--- PASSAGE GIVEN ---
**********

# P&O ferries



## timofleeds (Sep 12, 2006)

Hi does anybody know of any available discounts for Hull to Zeebrugge with P and O for next May?

Regards Tim


----------



## SteveandSue (Aug 25, 2008)

*P & O*

Not a discount but we book through the Caravan Club we can get Hull to Rotterdam for about £209 with a 7metre van and 2 adults. The cheapest fares are when you also include camping cheques which are £12 each have a look on their site or give them a ring, we have saved a lot more than our £37 yearly membership using this looking at P & O to France for Christmas and its about £68 return with cheques extra


----------



## Rapide561 (Oct 1, 2005)

*P&O*

Hi

Try the Camping and Caravanning Club, or phone independant travel agents in the Hull area.

Russell


----------



## Glengyle (Mar 18, 2007)

I am planning to book an afternoon sailing Dover-Calais with P&O next week. Say I turn up at Dover 2 or 3 hours early, are they likely to put me on an earlier ferry if space available, with no extra charge of course  ?


----------



## 38Rover (Nov 9, 2006)

In my experiance P&O will allow you to travel 2 hours either side of your booking without charge if there is space.
I find if you book the cheap times i.e. 11pm or so but turn up at 9pm you can travel its a good way of getting best price and better times.

**********

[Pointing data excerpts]
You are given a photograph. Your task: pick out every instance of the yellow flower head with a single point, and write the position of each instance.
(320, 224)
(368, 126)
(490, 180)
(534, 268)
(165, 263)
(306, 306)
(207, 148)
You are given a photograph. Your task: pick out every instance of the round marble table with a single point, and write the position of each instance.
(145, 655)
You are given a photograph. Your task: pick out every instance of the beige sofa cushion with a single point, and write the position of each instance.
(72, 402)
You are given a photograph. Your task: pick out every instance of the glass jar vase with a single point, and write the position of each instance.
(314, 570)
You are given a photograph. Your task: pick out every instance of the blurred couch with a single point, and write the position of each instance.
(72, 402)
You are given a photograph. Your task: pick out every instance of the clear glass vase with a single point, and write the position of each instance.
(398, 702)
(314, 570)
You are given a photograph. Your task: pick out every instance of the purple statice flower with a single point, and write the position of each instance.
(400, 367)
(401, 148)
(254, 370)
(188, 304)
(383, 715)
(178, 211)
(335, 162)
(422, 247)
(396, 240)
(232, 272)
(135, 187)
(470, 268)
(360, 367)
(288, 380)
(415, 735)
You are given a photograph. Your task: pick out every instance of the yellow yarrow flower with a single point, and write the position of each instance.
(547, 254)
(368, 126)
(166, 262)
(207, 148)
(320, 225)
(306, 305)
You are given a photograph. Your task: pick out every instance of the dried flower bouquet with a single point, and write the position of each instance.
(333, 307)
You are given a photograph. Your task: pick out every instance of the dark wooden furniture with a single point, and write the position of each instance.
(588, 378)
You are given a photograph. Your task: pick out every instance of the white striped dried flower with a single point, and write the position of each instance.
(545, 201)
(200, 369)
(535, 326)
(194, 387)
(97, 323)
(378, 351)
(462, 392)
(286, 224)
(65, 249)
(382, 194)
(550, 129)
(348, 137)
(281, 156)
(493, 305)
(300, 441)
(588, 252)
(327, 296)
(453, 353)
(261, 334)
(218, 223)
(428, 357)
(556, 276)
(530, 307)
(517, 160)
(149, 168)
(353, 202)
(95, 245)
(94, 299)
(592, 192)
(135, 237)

**********

Add the next part of the forum thread on P&O ferries, picking up right after its final sentence. The items have no part in this.

----------



## mygalnme (Jul 12, 2009)

Try Ferrysavers.com and by changing time day etc can usually find a bargain


----------



## camper69 (Aug 30, 2007)

crazyhead said:


> Try Ferrysavers.com and by changing time day etc can usually find a bargain


Just looked on ferrysavers but the motorhome height only goes to 2.5m

Would have to chop the roof off

Derek


----------



## mygalnme (Jul 12, 2009)

Thats the one we put in and as far as I 
know no one's ever measured it


----------



## camper69 (Aug 30, 2007)

crazyhead said:


> Thats the one we put in and as far as I
> know no one's ever measured it


Might get a boat with a low roof 8O 8O

Derek


----------



## mygalnme (Jul 12, 2009)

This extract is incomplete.